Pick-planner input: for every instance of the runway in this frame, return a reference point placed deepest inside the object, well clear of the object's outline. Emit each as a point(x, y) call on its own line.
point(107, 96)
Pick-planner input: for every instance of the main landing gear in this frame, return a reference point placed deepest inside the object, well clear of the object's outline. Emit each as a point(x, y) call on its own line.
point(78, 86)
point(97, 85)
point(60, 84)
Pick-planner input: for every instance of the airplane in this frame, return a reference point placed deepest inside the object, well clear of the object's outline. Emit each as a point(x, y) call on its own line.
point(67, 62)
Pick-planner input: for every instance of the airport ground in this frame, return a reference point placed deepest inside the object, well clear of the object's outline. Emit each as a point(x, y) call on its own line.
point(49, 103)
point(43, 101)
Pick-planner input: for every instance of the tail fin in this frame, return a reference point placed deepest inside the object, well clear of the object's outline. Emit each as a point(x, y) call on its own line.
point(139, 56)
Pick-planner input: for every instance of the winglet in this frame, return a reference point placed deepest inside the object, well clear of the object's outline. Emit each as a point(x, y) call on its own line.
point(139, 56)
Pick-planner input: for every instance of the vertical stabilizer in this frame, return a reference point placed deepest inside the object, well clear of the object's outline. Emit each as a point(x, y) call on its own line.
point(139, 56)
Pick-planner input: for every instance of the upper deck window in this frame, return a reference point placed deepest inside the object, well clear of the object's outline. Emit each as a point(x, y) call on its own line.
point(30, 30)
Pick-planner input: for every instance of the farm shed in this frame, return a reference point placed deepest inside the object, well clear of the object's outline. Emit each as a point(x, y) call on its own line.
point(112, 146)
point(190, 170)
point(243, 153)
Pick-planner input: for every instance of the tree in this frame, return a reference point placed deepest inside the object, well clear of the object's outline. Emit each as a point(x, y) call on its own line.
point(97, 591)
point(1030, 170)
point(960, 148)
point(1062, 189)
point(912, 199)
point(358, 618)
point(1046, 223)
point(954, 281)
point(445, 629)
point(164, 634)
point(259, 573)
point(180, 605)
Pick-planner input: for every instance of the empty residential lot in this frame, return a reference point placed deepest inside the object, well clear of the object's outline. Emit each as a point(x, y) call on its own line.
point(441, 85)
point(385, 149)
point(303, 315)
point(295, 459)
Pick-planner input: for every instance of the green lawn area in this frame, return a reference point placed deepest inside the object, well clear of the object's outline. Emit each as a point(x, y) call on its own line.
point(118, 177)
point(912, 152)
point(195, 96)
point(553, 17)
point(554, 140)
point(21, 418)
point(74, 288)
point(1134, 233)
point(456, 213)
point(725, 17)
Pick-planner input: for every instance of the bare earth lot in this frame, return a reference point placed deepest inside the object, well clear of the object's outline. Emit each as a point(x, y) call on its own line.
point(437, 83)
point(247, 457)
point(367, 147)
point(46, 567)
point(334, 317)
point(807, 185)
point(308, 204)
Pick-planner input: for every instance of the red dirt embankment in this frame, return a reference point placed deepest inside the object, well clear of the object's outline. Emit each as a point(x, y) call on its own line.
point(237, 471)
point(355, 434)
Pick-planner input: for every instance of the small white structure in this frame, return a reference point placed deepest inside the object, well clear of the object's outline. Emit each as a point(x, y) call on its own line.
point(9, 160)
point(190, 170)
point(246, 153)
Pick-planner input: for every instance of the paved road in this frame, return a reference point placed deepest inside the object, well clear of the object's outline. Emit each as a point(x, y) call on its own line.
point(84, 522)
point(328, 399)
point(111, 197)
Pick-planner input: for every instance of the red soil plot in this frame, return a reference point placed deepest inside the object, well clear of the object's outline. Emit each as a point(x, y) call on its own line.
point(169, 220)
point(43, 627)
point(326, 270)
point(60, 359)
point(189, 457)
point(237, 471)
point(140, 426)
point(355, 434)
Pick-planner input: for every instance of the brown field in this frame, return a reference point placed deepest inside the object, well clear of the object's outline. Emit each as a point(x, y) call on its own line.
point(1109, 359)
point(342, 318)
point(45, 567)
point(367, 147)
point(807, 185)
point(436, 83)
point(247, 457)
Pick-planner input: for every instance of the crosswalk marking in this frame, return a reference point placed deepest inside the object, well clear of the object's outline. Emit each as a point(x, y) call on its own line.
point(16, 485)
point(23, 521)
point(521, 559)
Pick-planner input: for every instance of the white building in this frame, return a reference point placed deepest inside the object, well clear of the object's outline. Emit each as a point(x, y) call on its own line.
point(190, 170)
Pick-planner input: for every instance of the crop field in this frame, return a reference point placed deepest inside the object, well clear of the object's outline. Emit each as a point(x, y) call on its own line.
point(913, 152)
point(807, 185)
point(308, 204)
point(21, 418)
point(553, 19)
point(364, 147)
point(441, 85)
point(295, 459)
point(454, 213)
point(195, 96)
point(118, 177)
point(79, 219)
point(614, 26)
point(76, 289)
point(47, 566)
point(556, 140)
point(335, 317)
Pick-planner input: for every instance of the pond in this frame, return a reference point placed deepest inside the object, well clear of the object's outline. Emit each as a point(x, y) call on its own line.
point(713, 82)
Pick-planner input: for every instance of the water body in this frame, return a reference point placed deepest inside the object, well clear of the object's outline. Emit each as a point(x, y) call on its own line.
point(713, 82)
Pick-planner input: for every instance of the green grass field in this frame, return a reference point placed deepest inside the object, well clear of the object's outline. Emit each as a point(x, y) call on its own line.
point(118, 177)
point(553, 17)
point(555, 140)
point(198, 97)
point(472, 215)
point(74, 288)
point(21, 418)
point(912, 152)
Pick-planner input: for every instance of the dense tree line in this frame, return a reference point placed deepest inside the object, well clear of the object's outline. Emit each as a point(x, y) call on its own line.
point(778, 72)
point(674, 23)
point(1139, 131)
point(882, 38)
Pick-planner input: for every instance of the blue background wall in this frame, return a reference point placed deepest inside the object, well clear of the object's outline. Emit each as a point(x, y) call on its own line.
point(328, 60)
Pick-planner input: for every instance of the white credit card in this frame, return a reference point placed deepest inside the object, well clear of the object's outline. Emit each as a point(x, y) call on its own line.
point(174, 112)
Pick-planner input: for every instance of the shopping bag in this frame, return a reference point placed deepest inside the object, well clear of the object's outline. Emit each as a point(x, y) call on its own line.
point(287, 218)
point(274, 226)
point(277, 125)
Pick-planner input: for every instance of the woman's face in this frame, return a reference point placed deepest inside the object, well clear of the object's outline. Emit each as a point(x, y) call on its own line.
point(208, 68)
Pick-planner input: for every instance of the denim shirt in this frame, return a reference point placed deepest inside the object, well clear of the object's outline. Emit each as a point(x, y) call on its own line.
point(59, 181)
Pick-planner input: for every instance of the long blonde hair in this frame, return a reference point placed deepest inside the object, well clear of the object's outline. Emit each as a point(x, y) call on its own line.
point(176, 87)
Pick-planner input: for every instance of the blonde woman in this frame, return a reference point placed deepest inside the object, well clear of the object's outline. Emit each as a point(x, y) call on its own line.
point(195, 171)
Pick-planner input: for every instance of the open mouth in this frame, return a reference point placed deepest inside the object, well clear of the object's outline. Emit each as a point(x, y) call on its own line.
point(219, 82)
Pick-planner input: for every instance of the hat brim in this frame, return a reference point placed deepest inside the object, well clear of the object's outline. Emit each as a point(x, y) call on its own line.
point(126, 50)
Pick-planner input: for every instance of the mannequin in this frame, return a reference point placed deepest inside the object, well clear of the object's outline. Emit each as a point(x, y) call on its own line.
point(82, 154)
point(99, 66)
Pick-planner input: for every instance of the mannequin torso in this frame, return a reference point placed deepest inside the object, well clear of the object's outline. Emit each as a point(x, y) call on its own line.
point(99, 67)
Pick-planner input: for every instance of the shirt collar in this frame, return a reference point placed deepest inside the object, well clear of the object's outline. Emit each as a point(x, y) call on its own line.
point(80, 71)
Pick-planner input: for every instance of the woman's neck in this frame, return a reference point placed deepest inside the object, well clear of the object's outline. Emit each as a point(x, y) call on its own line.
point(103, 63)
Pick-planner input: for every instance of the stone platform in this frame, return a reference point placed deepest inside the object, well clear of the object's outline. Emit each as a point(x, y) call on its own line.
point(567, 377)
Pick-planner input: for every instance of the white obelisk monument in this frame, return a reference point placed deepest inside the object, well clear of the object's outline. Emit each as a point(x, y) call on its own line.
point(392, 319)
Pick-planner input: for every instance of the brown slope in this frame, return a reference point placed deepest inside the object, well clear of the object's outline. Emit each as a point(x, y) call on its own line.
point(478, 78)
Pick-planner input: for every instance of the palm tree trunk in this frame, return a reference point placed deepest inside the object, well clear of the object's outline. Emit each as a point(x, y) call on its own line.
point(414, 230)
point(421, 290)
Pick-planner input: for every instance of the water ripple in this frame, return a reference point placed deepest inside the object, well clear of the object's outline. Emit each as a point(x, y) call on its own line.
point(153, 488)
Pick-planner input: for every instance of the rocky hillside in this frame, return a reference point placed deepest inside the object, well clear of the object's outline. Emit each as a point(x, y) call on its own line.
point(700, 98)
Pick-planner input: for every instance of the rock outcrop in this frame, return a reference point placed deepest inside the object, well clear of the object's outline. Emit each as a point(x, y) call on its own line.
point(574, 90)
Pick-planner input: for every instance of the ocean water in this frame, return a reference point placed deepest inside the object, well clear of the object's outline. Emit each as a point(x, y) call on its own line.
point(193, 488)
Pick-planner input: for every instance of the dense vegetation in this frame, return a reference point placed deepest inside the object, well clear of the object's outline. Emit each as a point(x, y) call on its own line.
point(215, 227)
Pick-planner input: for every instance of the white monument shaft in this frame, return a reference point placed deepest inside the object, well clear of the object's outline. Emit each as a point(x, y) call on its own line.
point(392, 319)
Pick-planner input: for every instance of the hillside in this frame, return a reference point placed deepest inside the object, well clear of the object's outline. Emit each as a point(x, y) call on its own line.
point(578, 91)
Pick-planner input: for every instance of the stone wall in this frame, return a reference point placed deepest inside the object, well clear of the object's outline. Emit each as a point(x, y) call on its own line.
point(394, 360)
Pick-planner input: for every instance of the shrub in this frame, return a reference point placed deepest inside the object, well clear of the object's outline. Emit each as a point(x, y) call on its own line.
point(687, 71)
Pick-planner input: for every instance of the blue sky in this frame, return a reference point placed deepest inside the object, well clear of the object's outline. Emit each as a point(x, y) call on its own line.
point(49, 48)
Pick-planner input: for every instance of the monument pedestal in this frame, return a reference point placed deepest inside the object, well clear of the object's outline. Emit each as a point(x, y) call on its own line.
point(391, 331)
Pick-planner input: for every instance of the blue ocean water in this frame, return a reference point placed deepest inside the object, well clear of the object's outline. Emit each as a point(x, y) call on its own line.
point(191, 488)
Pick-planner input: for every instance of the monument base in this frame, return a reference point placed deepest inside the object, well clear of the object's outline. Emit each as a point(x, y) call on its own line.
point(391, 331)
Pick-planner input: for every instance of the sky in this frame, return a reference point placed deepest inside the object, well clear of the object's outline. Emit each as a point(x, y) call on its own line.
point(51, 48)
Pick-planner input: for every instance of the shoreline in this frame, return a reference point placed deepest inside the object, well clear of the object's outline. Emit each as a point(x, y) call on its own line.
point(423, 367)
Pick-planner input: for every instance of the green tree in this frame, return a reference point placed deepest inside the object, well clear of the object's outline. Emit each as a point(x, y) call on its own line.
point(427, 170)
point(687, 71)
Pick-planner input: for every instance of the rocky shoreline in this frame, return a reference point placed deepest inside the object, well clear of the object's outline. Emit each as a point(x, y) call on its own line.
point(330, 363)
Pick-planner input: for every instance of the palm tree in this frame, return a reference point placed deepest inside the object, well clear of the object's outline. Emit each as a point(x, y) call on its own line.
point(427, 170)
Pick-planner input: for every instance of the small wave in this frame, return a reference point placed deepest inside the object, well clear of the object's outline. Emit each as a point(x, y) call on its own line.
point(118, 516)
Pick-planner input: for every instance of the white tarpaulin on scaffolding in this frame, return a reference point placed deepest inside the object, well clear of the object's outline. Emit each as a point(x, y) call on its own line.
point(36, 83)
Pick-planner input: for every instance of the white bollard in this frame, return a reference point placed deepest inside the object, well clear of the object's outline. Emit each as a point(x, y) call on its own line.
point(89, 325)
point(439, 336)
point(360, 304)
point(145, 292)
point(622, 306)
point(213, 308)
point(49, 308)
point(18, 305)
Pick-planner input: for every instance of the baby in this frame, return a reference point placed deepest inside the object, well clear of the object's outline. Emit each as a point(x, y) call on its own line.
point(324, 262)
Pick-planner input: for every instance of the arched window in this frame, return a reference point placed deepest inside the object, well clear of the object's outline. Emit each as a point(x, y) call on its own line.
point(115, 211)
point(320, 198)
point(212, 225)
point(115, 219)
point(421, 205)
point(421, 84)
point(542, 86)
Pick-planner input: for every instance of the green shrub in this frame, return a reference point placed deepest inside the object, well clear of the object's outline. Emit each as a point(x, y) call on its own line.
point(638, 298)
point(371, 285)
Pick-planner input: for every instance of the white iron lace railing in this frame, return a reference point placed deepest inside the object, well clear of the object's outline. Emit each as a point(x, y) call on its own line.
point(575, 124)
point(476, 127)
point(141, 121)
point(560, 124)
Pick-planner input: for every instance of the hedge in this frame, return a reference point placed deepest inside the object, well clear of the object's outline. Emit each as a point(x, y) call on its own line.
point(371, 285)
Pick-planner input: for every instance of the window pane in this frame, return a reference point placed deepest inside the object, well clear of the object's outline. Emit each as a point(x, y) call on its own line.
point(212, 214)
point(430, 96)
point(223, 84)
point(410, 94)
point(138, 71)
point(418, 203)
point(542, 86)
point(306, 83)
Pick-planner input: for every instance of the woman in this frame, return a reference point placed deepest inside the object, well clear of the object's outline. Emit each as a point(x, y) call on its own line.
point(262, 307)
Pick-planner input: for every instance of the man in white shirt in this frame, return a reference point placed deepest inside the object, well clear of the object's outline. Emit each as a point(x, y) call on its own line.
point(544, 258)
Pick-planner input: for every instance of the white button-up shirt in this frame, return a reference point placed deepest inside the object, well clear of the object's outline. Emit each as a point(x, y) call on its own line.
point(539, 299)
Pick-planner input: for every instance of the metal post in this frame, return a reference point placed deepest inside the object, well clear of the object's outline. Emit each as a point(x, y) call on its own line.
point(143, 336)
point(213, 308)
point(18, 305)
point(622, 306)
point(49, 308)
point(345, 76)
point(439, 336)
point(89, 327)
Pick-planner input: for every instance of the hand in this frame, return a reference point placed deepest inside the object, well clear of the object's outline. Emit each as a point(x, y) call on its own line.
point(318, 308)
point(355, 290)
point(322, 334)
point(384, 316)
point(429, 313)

=== Task ===
From the line containing "Pick-planner input: for every instance of the white iron" down to the last line, reproduce the records exactly. Include both ends.

=== Task solution ===
Pick-planner input: for every instance of the white iron lace railing in this frame, return a reference point placed deepest inside the object, well clear of the object's outline. Emit each as a point(x, y) call on its own line.
point(575, 124)
point(476, 127)
point(141, 121)
point(560, 124)
Pick-planner input: for every instance of the hedge in this frame, return a reference point placed deepest inside the object, well clear of the object's outline. Emit each as a point(x, y) call on its own line.
point(371, 285)
Pick-planner input: for every instance of the window pane in this frame, return a reference point placed deepest inside the object, well clear of the object's outline. Emit each as a point(x, y) call on its own line.
point(212, 214)
point(430, 96)
point(223, 84)
point(410, 94)
point(138, 71)
point(418, 203)
point(542, 86)
point(306, 83)
Pick-planner input: for every instance of the woman in this frame, return a reference point placed deepest inside the object, well clear of the object's outline. Emit each as a point(x, y) call on its own line.
point(262, 307)
Pick-planner input: for every instance of the man in white shirt in this frame, return a reference point placed deepest inside the object, well clear of the object's outline. Emit each as a point(x, y) call on its own line.
point(544, 258)
Pick-planner input: for every instance of the white button-up shirt in this frame, return a reference point placed deepest inside the object, well clear of the object's outline. Emit each as a point(x, y) call on its own line.
point(539, 299)
Pick-planner input: for every instance of the metal post in this frame, return a reference point placed deepest inside the object, well clear of the object's outline. Emit each as a point(x, y) call on its own line.
point(143, 336)
point(213, 308)
point(18, 305)
point(622, 306)
point(49, 308)
point(345, 76)
point(439, 336)
point(89, 327)
Pick-planner input: for every instance of the hand in this frame, return a reference point placed deepest inside the object, well clear of the object's outline. Emit each as a point(x, y) call on its own line.
point(318, 308)
point(355, 290)
point(322, 334)
point(384, 316)
point(429, 313)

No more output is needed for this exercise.